__Ejercicio propuesto__
Por favor, busca en los datos que siguen todas las líneas que contienen la palabra "white" y cópialas completas. Se distingue entre mayúsculas y minúsculas.

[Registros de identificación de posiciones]
——————————

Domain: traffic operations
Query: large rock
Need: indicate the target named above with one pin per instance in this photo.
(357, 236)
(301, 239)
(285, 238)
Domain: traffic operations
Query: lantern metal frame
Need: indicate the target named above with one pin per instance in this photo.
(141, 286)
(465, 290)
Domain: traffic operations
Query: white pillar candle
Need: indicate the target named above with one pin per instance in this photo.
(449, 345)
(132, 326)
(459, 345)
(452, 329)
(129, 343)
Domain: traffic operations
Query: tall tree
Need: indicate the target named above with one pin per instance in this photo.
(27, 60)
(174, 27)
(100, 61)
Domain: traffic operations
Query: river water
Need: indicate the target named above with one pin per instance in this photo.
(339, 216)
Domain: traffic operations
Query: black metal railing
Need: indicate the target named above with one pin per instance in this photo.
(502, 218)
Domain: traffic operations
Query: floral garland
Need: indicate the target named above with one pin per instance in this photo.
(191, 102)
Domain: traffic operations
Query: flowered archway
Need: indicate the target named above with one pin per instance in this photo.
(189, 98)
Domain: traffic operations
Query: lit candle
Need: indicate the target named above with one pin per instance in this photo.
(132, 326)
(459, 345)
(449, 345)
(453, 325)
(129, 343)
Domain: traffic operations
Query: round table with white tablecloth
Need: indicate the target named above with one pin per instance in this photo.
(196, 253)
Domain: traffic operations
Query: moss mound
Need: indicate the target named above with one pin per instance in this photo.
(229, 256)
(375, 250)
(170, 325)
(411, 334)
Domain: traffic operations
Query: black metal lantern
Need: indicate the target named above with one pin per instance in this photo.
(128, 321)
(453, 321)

——————————

__Resultado de la tarea__
Query: white pillar candle
Query: round table with white tablecloth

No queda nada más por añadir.